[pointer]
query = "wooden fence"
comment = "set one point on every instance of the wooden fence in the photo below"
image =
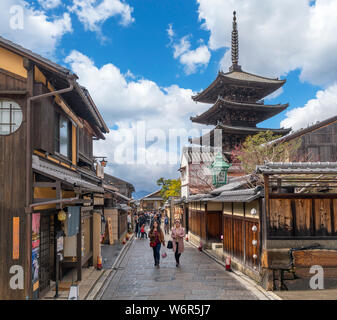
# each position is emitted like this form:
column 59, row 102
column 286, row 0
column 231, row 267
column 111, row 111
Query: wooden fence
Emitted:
column 302, row 216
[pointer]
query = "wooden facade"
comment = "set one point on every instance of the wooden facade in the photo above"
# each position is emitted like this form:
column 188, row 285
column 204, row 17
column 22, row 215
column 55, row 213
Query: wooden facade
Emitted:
column 12, row 191
column 231, row 224
column 39, row 178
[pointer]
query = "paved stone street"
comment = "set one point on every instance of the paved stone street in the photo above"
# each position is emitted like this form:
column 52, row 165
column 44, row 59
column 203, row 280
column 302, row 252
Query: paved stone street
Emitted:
column 198, row 277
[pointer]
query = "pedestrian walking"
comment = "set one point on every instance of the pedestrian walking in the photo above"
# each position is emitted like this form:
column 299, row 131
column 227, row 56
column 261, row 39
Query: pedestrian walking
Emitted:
column 157, row 239
column 143, row 232
column 166, row 225
column 129, row 222
column 136, row 225
column 178, row 235
column 140, row 223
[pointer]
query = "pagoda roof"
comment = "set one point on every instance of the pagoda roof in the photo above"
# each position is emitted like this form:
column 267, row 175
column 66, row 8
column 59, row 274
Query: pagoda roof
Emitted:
column 221, row 106
column 237, row 130
column 261, row 86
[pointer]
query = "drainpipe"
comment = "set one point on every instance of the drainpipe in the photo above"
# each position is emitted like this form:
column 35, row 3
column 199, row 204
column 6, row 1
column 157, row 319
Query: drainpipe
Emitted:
column 28, row 209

==================================================

**What this task involves**: Locate each line in the records that contains the word "wooden", and copy every such line.

**Task output**:
query = "wooden fence"
comment = "set one point on every instance of the wooden fence in the photo below"
Query: wooden fence
query = "wooden facade"
comment = "set one point on every instance of the wooden facade in the photo above"
Query: wooden facade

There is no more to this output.